• [Task prompt] Copy the records. Keep every line exactly as it is.

(Saved entries)
####################
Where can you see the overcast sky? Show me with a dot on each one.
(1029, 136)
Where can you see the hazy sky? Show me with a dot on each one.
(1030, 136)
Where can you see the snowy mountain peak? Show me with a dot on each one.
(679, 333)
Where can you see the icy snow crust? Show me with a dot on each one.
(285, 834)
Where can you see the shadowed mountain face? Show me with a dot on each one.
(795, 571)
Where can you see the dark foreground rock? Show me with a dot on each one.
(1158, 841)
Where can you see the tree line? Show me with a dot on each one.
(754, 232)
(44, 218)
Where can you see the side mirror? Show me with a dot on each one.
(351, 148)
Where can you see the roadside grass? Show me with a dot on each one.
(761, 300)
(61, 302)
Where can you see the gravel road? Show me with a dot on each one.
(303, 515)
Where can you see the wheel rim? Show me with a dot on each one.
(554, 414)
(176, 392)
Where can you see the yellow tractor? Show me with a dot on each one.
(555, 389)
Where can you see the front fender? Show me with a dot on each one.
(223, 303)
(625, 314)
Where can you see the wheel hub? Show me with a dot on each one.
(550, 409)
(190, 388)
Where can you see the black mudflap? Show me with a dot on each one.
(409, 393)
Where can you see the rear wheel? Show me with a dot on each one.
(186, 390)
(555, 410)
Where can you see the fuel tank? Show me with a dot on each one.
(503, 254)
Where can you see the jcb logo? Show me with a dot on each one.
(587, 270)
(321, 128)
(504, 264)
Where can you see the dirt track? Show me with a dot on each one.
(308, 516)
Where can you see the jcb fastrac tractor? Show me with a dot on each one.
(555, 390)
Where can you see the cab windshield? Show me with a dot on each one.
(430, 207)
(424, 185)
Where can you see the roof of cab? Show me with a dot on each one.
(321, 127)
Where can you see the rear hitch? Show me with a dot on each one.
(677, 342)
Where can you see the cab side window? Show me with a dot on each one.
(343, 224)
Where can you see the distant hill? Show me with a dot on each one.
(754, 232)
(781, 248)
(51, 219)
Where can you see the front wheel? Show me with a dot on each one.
####################
• [Output for this task]
Where can you see the overcast sky? Show me with a dot on each one.
(1029, 136)
Where can you see the hazy sky? Show me with a dot on each one.
(1030, 136)
Where can you see the snowy mountain peak? Show me with a dot on each one.
(679, 333)
Where can you see the icy snow crust? Show me with a dot on each one.
(285, 834)
Where can you see the shadowed mountain face? Show me with a dot on each one.
(795, 571)
Where can you see the dark foreground rock? Show me with a dot on each one.
(1158, 841)
Where can you see the tree line? Show me with a dot on each one.
(754, 232)
(44, 218)
Where can you see the side mirror? Show me with a dot on each one.
(351, 148)
Where can you see the roadside grass? Show me with a dot on each one.
(761, 300)
(61, 302)
Where can you see the gravel road? Show me with a dot on each one.
(303, 515)
Where can you see the wheel rim? Show me with a dot on each one.
(554, 414)
(176, 392)
Where can you see the yellow tractor? Show me with a dot on each one.
(555, 389)
Where can you see the front fender? Show me with a dot on each one.
(223, 303)
(625, 314)
Where can you see the wheel hub? Show me with a dot on each one.
(550, 409)
(190, 388)
Where can you see the black mudflap? Show me with a dot on each one.
(409, 393)
Where can you see the rear wheel? Show me with a dot on each one.
(186, 390)
(555, 410)
Where can you see the fuel tank? Show me with a dot on each one.
(503, 254)
Where can you see the jcb logo? Show me with a dot on each one.
(587, 270)
(321, 128)
(504, 264)
Where can you see the dirt track? Show me with a dot on each one.
(308, 516)
Where can you see the jcb fastrac tractor? Show me with a dot on each one.
(555, 390)
Where can you see the cab windshield? Show me with a dot on each one.
(430, 207)
(424, 185)
Where can you see the roof of cab? Show me with a dot on each one.
(321, 127)
Where can you see the rear hitch? Show me with a dot on each one.
(677, 342)
Where can you see the cab side window? Show me with a dot on each one.
(343, 224)
Where can you see the distant hill? Show me with a dot on each one.
(754, 232)
(781, 248)
(51, 219)
Where can you see the front wheel? Show me with a dot on each one.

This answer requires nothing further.